# Work to complete
Return the records word for word. Any pictures in them are not part of the copy.

----------------

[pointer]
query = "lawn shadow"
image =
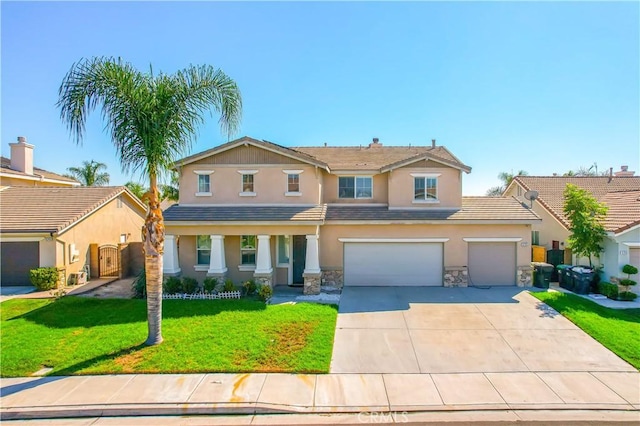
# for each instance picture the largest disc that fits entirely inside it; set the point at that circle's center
(74, 311)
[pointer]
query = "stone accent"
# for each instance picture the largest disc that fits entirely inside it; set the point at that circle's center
(311, 284)
(525, 276)
(456, 276)
(263, 279)
(333, 278)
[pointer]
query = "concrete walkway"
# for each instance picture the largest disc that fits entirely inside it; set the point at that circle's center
(198, 394)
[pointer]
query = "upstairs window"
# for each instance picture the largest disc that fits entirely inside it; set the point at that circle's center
(248, 249)
(204, 183)
(203, 249)
(425, 188)
(293, 182)
(355, 187)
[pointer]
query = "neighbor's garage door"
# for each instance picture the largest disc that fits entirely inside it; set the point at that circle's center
(393, 264)
(492, 263)
(18, 258)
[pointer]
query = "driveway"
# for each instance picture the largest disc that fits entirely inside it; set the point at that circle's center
(459, 330)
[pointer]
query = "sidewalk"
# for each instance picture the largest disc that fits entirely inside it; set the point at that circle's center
(586, 394)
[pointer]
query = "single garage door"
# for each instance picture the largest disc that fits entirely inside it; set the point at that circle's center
(492, 263)
(393, 264)
(18, 258)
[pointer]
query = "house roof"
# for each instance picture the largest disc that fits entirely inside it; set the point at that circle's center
(473, 209)
(5, 169)
(623, 210)
(27, 209)
(178, 213)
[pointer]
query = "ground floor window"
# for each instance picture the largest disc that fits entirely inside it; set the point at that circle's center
(248, 249)
(203, 248)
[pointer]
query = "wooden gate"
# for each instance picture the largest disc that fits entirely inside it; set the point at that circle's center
(108, 256)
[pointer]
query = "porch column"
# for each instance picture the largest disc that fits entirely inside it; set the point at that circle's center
(312, 274)
(263, 274)
(171, 264)
(217, 263)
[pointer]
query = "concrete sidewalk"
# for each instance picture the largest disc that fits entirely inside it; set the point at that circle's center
(206, 394)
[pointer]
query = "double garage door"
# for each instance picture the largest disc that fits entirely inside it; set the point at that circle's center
(421, 264)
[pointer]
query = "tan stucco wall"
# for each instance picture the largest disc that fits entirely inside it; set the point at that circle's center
(102, 227)
(270, 184)
(455, 250)
(401, 187)
(379, 185)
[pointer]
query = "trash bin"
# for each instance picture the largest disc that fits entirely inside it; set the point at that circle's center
(567, 278)
(542, 274)
(560, 271)
(582, 277)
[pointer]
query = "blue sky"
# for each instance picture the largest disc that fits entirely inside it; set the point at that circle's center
(544, 87)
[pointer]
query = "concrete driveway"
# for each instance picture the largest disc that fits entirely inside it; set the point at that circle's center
(459, 330)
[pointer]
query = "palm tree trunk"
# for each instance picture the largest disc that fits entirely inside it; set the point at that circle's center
(153, 245)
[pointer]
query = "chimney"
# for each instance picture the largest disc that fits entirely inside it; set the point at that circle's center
(624, 171)
(22, 156)
(375, 144)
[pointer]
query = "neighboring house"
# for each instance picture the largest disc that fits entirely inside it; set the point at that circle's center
(620, 192)
(68, 228)
(20, 171)
(353, 216)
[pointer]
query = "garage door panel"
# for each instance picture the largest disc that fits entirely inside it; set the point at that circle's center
(393, 264)
(492, 263)
(17, 259)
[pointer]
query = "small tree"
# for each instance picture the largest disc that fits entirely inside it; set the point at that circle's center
(586, 216)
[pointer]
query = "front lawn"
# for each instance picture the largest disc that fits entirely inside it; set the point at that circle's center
(75, 335)
(617, 329)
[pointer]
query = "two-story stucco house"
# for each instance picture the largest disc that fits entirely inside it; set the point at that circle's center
(356, 216)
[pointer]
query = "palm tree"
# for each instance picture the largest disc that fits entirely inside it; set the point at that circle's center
(506, 179)
(90, 174)
(152, 121)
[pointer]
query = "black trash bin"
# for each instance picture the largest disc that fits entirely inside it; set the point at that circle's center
(582, 277)
(542, 275)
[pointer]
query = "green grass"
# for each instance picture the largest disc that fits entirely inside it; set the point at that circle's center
(616, 329)
(76, 335)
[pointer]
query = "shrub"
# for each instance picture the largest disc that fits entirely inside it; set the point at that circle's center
(250, 287)
(139, 286)
(265, 292)
(190, 285)
(172, 285)
(228, 285)
(44, 278)
(608, 289)
(210, 284)
(627, 296)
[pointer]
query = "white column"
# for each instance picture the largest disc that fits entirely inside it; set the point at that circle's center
(217, 263)
(263, 256)
(171, 265)
(312, 260)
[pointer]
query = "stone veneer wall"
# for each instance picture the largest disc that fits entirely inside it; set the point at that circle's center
(456, 276)
(525, 276)
(333, 277)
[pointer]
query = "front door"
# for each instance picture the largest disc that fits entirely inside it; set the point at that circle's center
(299, 257)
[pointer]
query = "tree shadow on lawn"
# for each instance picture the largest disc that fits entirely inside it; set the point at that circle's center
(73, 312)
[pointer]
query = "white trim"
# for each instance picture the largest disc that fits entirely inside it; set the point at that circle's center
(420, 174)
(493, 240)
(393, 240)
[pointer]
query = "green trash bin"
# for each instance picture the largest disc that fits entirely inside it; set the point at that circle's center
(542, 274)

----------------

# Answer in full
[pointer]
query = "lawn shadow"
image =
# for each instance picture the largest disc that fits entirely inside it; set the point at that circle's center
(74, 311)
[pointer]
query = "stone accent"
# for each instance picture the largest disc that fits entirely inside it; set the point at that circle's center
(311, 284)
(525, 276)
(456, 276)
(263, 279)
(333, 278)
[pointer]
query = "concrete walkway"
# for each instance picture the largest disc that fits entirely inside it; set the point at that circle's center
(198, 394)
[pointer]
query = "upstairs window"
# for each instance picture the largest disc that fits entirely inside it; set the point at that circle's center
(248, 249)
(204, 183)
(203, 249)
(425, 188)
(293, 182)
(355, 187)
[pointer]
query = "neighbor's garage door"
# for each instance picture the largest disc that fits entirely inside it; set the point at that circle's center
(393, 264)
(492, 263)
(18, 258)
[pointer]
query = "driveway"
# for each instance picture the largest disc that fits entirely inside it; set the point at that circle's center
(459, 330)
[pointer]
query = "sidewalk"
# for each instance picture the largest disc that fits entirely inside it; set the point at that circle's center
(586, 394)
[pointer]
query = "single garage door"
# for each instance picture the largest disc that fits entirely inside it; set the point at that circle's center
(492, 263)
(393, 264)
(18, 258)
[pointer]
query = "house roof"
# for each instance picture the largest disc that fits entirely inside it; set the point at that circle's center
(473, 209)
(5, 169)
(623, 210)
(27, 209)
(178, 213)
[pointer]
query = "ground floor window"
# for each instance picture the largest disc that fits entirely inside it; set the point at that circle's center
(248, 249)
(203, 248)
[pointer]
query = "wooden gate"
# for each instance picture the largest disc that fits entirely inside it; set the point at that circle's center
(108, 256)
[pointer]
query = "porch column"
# for each instance picture the largest disc that fits entirely inside it; set the point at that circle's center
(312, 274)
(263, 274)
(171, 264)
(217, 263)
[pointer]
query = "concrete sidewalk"
# for each instance picture the largest disc that fits entirely inside it; set the point at that circle's center
(206, 394)
[pointer]
query = "double garage door"
# for each instance picture the largest disc that fits entirely inside it; set the point at that circle's center
(421, 264)
[pointer]
query = "tan stucco wall"
# for each instance picture the largest disc that fits entirely inside it; set the point at that circle's center
(102, 227)
(270, 184)
(455, 250)
(401, 187)
(379, 185)
[pointer]
query = "trash bin"
# for each instance picture the largest disc that fits entirely inside it; set the point at that circle's center
(567, 278)
(542, 274)
(560, 271)
(582, 277)
[pointer]
query = "blue sky"
# for each instance picture the largest disc that fits entirely inside it; set the point at that circle's center
(544, 87)
[pointer]
query = "concrete driveway"
# for each instance picture the largest disc that fits entirely inside it; set the point at that circle's center
(459, 330)
[pointer]
query = "palm tree trunk"
# for each instance picture the largest disc that fits entirely inside it; set the point at that circle's center
(153, 245)
[pointer]
query = "chimney"
# for each instance picture the largest disc that fits entirely inside it; set the point at that circle's center
(624, 171)
(22, 156)
(375, 144)
[pointer]
query = "neighboring house"
# for each instance picture the largest disc that fits entirely inside it; set the point at that circle's center
(620, 192)
(68, 228)
(20, 171)
(353, 216)
[pointer]
query = "garage door panel"
# for each instance picture the largest disc that fits entirely inside it; set the point at that circle's center
(393, 264)
(492, 263)
(17, 259)
[pointer]
query = "small tree"
# for each instance picture the largest disc that fits entirely inside it; set the point at that circle's center
(586, 216)
[pointer]
query = "front lawn"
# for each instance picture the largest disc that fits entirely inside it; set the point at that circle's center
(75, 335)
(617, 329)
[pointer]
query = "two-story stucco house"
# for each instance picture the largest disc that fits entirely inside it; set the point at that circle's center
(356, 216)
[pointer]
query = "palm tree"
# for each instance picture the largest disc that fits entirely inside it; set the point at that circle's center
(506, 179)
(90, 174)
(152, 121)
[pointer]
query = "black trash bin"
# for each instance picture the largest disc that fits entirely inside it; set the point at that circle's center
(582, 277)
(542, 275)
[pointer]
query = "green grass"
# for each instance picture the largest disc that fits entirely inside it; set the point at that circle's center
(616, 329)
(76, 335)
[pointer]
query = "shrub"
# for each instance picture the largest disc that fits entirely inside it; set the point at that circle's center
(250, 287)
(139, 286)
(265, 292)
(190, 285)
(172, 285)
(228, 285)
(44, 278)
(608, 289)
(210, 284)
(627, 296)
[pointer]
query = "white column"
# for each instance picture the largest disc that fits entirely inside it; set the point at that circle's center
(217, 263)
(263, 256)
(171, 265)
(312, 260)
[pointer]
query = "stone veneer wall"
# for each instance picture the largest disc that fits entirely inside it; set the point at that circle's center
(456, 276)
(525, 276)
(333, 277)
[pointer]
query = "front door"
# for each instance picture the largest disc that fits entirely inside it; set the point at that circle's center
(299, 257)
[pointer]
query = "tree shadow on lawn"
# for each instance picture the largest disc that fits entirely inside it; set the point at that circle's center
(73, 312)
[pointer]
query = "white trim"
# for each instance picture the largest disc that fits entirely inside it; set the point at that circle's center
(420, 174)
(493, 240)
(393, 240)
[pointer]
query = "green trash bin"
# for each instance picture the largest disc that fits entirely inside it; set the point at that circle's center
(542, 274)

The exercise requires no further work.